TEXT PASSAGE:
___

Maintenance API¶
earthcatalog.maintenance.compact
¶
Standalone compaction for the earthcatalog warehouse.
Purpose¶
The incremental pipeline (earthcatalog.pipelines.incremental.run) writes
one new part file per (cell, year) bucket per run. After N incremental
runs a bucket can have N part files, each potentially containing duplicate
id rows if the same STAC item appeared in more than one inventory delta.
This tool:
- Scans the warehouse directory for all Parquet files, grouped by
(grid_partition, year)bucket. - For every bucket with ≥ threshold part files: merges them into one
consolidated, deduplicated, sorted file (reusing
:func:
~earthcatalog.maintenance.compact._compact_group_impl). - Rebuilds the Iceberg catalog from all files currently in the warehouse (a "repair table" operation) so stale and new paths are resolved in one clean snapshot.
since= / delta ingestion note¶
For now the incremental pipeline scans the full S3 Inventory file and
filters rows client-side by last_modified_date >= since. This is
correct and memory-efficient (streaming by row-group batch) but the I/O
cost scales with the total inventory size, not the delta size.
When you set up an Athena cron job to emit a pre-filtered delta Parquet,
you simply pass that smaller file as --inventory and omit --since;
no pipeline changes are needed.
Usage¶
As a module::
from earthcatalog.maintenance.compact import compact_warehouse
compact_warehouse(
warehouse_path="/tmp/earthcatalog_warehouse",
catalog_path="/tmp/earthcatalog.db",
threshold=2,
)
As a CLI::
python -m earthcatalog.maintenance.compact \
--warehouse /tmp/earthcatalog_warehouse \
--catalog /tmp/earthcatalog.db \
[--threshold 2]
# With S3 lock (recommended for production):
python -m earthcatalog.maintenance.compact \
--warehouse s3://my-bucket/warehouse \
--catalog /tmp/earthcatalog.db \
--use-lock
Classes¶
Functions¶
compact_warehouse(warehouse_path, catalog_path, threshold=2, use_lock=False, dry_run=False)

___

DATA TO PROCESS:
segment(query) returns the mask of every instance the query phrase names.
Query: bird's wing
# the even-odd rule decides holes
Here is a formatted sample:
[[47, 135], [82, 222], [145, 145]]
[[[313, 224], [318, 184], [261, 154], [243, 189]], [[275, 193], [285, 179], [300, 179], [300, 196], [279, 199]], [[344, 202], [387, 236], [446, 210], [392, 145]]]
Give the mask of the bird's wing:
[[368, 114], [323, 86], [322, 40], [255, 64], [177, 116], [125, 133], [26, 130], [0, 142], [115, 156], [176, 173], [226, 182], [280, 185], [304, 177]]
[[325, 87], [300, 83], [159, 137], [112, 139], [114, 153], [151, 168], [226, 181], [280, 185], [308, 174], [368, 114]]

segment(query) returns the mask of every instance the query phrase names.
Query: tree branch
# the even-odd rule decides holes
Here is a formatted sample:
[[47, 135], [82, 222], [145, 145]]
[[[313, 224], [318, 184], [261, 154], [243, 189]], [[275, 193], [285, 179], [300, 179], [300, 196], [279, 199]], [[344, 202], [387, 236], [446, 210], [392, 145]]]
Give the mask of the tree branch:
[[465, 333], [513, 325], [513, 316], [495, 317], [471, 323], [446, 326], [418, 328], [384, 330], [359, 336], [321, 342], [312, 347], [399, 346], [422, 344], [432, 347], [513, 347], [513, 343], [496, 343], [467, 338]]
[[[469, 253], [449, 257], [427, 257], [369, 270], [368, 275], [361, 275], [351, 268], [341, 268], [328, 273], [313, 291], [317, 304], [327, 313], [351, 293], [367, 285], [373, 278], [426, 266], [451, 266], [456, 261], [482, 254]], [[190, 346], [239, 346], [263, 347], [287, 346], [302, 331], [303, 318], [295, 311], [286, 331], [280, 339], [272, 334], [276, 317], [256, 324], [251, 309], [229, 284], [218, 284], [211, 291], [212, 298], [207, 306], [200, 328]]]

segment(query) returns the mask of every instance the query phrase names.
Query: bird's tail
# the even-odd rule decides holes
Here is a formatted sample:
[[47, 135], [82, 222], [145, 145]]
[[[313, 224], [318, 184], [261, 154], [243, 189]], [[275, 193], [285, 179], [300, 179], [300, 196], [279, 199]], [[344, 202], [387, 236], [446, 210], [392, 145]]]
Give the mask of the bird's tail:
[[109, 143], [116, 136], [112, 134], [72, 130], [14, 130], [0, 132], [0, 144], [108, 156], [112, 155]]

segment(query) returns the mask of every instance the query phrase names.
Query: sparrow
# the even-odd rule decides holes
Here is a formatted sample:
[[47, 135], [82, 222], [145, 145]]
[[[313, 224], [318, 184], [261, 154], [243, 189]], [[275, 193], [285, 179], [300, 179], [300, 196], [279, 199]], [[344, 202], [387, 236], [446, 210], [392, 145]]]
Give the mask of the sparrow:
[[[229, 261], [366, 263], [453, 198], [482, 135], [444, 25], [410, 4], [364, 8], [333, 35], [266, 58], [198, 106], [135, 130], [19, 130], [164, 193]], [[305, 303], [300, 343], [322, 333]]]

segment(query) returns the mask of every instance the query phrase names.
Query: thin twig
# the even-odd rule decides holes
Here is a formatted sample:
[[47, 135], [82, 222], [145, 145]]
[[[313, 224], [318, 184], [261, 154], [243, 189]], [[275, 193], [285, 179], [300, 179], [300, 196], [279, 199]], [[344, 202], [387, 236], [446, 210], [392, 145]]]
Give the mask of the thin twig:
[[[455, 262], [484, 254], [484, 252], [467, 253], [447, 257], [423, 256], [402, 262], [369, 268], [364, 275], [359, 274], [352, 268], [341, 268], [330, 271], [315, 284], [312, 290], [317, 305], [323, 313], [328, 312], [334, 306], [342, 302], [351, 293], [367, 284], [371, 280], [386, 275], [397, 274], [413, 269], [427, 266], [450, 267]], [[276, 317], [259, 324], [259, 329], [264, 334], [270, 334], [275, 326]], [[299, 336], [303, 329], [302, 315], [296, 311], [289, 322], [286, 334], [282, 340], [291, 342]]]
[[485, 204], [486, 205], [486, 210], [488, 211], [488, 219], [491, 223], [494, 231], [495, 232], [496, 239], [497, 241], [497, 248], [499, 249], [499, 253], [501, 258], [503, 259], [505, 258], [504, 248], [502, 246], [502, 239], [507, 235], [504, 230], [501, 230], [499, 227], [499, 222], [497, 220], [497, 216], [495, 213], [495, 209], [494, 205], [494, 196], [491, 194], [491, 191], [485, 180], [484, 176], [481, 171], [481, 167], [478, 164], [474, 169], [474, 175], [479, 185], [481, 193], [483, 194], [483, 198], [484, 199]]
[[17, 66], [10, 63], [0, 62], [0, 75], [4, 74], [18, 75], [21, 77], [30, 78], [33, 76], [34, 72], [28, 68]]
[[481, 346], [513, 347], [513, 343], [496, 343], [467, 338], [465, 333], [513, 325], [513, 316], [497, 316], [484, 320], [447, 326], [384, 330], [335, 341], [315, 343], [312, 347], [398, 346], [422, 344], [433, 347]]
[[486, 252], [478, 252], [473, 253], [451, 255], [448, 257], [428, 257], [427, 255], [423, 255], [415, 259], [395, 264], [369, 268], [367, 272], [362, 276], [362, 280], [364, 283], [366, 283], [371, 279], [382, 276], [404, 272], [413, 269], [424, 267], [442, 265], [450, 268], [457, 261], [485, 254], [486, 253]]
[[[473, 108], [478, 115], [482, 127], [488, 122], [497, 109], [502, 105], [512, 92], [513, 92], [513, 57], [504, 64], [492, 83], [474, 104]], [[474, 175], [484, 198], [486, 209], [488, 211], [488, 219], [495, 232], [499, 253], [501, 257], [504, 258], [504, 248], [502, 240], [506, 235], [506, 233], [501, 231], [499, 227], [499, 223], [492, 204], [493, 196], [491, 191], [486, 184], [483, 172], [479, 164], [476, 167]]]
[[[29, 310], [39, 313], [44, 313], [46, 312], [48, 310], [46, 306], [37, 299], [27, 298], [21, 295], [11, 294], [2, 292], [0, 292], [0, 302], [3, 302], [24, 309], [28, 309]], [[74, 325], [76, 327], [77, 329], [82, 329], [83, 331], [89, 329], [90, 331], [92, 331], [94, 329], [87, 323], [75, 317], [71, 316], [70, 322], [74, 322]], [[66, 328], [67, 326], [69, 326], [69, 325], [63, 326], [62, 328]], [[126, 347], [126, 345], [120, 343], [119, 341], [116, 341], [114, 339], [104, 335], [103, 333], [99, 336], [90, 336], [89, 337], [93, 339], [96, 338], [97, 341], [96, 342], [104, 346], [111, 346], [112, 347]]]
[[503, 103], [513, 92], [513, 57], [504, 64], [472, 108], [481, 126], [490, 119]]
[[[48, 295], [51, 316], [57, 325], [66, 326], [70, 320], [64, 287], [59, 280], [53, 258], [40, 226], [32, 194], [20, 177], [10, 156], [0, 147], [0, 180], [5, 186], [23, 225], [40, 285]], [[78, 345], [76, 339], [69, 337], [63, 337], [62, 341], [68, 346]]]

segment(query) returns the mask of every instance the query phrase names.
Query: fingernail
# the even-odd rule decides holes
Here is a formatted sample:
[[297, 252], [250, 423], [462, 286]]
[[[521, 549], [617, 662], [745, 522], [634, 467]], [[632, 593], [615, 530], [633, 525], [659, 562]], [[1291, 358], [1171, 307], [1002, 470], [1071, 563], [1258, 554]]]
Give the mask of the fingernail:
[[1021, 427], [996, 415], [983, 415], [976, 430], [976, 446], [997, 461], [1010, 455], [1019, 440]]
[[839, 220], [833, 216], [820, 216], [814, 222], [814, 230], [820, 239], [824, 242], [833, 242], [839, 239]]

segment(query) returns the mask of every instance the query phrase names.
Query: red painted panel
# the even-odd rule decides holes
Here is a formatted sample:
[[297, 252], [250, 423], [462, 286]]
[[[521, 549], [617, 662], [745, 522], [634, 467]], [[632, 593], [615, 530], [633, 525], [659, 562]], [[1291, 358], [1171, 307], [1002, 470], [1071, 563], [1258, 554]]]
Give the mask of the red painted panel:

___

EXERCISE TASKS:
[1] Reproduce the compaction module documentation in full, word for word.
[2] Collect every line of the listing that contains the word "tree".

SOLUTIONS IN ORDER:
[1]
Maintenance API¶
earthcatalog.maintenance.compact
¶
Standalone compaction for the earthcatalog warehouse.
Purpose¶
The incremental pipeline (earthcatalog.pipelines.incremental.run) writes
one new part file per (cell, year) bucket per run. After N incremental
runs a bucket can have N part files, each potentially containing duplicate
id rows if the same STAC item appeared in more than one inventory delta.
This tool:
- Scans the warehouse directory for all Parquet files, grouped by
(grid_partition, year)bucket. - For every bucket with ≥ threshold part files: merges them into one
consolidated, deduplicated, sorted file (reusing
:func:
~earthcatalog.maintenance.compact._compact_group_impl). - Rebuilds the Iceberg catalog from all files currently in the warehouse (a "repair table" operation) so stale and new paths are resolved in one clean snapshot.
since= / delta ingestion note¶
For now the incremental pipeline scans the full S3 Inventory file and
filters rows client-side by last_modified_date >= since. This is
correct and memory-efficient (streaming by row-group batch) but the I/O
cost scales with the total inventory size, not the delta size.
When you set up an Athena cron job to emit a pre-filtered delta Parquet,
you simply pass that smaller file as --inventory and omit --since;
no pipeline changes are needed.
Usage¶
As a module::
from earthcatalog.maintenance.compact import compact_warehouse
compact_warehouse(
warehouse_path="/tmp/earthcatalog_warehouse",
catalog_path="/tmp/earthcatalog.db",
threshold=2,
)
As a CLI::
python -m earthcatalog.maintenance.compact \
--warehouse /tmp/earthcatalog_warehouse \
--catalog /tmp/earthcatalog.db \
[--threshold 2]
# With S3 lock (recommended for production):
python -m earthcatalog.maintenance.compact \
--warehouse s3://my-bucket/warehouse \
--catalog /tmp/earthcatalog.db \
--use-lock
Classes¶
Functions¶
compact_warehouse(warehouse_path, catalog_path, threshold=2, use_lock=False, dry_run=False)

[2]
Query: tree branch
Give the mask of the tree branch:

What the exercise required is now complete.